Page excerpt =
The Balance Outcome Measure for Elder Rehabilitation (BOOMER)

Original Editor - Ben Kasehagen

Top Contributors - Lauren Lopez, Ben Kasehagen, Evan Thomas, Scott Buxton and Claire Knott

Objective

The Balance Outcome Measure for Elder Rehabilitation (BOOMER) was developed to assist in clinical practice to quantify standing balance.[1] The combination of a variety of commonly used, single-item outcome measures makes the BOOMER a highly feasible and applicable tool that is both time and resource efficient[1].

Intended Population

Older adults with deficiencies in standing balance.[2]

Method of Use

Instructions

The BOOMER consists of the following four tests:

Test Description
Step Test One foot is repeatedly placed on top of a 7.5cm step and returned back down to the ground

as many times as able in 15 sec. The average between legs is then calculated for scoring.

Provided data =
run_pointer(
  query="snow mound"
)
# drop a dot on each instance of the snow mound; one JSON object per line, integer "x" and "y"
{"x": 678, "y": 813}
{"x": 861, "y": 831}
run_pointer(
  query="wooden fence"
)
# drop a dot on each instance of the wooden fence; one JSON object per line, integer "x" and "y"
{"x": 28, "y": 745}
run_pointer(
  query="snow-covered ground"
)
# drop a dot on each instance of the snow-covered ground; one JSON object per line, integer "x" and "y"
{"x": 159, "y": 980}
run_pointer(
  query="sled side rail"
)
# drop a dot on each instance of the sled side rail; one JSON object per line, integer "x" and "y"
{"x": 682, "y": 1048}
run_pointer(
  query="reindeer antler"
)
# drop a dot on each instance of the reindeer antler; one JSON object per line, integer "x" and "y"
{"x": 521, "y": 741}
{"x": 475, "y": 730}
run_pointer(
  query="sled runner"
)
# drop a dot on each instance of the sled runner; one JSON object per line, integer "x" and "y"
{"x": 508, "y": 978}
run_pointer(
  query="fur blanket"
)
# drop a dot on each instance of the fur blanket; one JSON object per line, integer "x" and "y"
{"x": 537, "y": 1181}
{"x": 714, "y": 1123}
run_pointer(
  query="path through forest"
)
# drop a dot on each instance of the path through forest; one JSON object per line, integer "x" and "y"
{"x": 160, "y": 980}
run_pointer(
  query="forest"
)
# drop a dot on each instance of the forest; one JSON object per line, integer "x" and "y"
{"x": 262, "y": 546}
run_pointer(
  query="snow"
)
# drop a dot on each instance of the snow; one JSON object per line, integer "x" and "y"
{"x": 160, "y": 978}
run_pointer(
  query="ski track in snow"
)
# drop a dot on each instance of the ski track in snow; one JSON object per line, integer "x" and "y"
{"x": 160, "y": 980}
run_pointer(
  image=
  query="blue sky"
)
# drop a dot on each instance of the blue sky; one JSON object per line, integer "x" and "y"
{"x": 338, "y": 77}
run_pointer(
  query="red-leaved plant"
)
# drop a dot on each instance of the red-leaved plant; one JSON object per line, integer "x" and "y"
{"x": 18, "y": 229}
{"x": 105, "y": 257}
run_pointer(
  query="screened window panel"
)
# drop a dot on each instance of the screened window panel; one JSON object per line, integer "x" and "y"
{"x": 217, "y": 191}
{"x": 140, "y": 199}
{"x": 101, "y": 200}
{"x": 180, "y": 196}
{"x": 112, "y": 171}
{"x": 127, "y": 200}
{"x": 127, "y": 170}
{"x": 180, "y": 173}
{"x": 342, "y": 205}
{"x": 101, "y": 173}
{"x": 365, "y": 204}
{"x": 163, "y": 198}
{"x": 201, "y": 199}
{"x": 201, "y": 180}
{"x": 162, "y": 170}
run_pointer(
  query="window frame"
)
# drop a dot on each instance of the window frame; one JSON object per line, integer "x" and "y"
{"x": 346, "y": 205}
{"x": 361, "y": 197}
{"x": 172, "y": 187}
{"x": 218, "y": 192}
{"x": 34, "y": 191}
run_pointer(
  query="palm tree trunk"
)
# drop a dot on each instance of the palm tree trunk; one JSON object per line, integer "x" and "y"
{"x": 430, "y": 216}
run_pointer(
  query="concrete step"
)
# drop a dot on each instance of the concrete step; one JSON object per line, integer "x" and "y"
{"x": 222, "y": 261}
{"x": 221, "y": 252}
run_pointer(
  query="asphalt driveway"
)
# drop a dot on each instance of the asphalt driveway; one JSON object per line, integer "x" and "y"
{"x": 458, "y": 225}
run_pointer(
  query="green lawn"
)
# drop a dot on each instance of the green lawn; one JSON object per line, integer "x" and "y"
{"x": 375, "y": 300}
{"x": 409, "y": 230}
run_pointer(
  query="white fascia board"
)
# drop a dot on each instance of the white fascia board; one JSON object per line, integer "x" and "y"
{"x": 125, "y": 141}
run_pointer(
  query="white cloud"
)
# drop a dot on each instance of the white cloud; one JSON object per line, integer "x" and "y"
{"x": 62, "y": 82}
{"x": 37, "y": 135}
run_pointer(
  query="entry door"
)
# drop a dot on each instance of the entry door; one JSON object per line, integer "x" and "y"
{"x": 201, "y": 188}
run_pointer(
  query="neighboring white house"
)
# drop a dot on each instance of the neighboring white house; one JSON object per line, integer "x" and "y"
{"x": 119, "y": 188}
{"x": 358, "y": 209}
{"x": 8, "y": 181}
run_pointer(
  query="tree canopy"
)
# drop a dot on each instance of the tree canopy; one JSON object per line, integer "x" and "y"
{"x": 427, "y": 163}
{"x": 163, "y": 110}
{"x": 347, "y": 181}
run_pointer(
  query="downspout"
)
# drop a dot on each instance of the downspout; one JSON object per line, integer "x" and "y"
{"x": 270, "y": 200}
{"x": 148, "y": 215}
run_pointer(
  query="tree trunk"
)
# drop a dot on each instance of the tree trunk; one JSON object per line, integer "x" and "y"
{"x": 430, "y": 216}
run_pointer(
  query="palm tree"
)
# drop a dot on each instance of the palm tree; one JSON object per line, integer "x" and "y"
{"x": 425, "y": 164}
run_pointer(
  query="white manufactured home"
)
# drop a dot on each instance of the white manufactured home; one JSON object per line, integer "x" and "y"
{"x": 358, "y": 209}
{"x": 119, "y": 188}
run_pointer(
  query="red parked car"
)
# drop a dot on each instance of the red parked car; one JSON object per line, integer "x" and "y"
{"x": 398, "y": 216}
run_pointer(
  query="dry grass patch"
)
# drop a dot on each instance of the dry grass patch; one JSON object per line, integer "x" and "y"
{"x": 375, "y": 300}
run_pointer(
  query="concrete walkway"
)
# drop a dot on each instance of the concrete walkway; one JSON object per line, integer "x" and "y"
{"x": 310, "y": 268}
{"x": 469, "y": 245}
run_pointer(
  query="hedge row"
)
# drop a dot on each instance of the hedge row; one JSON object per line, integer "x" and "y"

Required action A =
Condense the paragraph of the BOOMER page beginning "The Balance Outcome Measure for Elder Rehabilitation (BOOMER) was developed" into a single shorter sentence that keeps its main facts.
Required action B =
According to the BOOMER page, how high is the step used in the Step Test?
Required action C =
Pick up the BOOMER page after its final sentence and continue it in the same formal style.

Result A =
The BOOMER, developed to help clinicians quantify standing balance, combines several commonly used single-item outcome measures, which makes it a feasible, applicable tool that saves time and resources.

Result B =
The step is 7.5 cm high.

Result C =
Timed Up and Go From a seated position, individual stands, walks 3m, turns 180°, walks 3m back to chair and sits

down with back resting against backrest.

Functional Reach Individual reaches as far forward as possible in a standing position without losing balance.
Timed Static Stance Standing with feet together and eyes closed.

The four components of the BOOMER are performed in one session. Areas of interest are identified with treatment continued accordingly.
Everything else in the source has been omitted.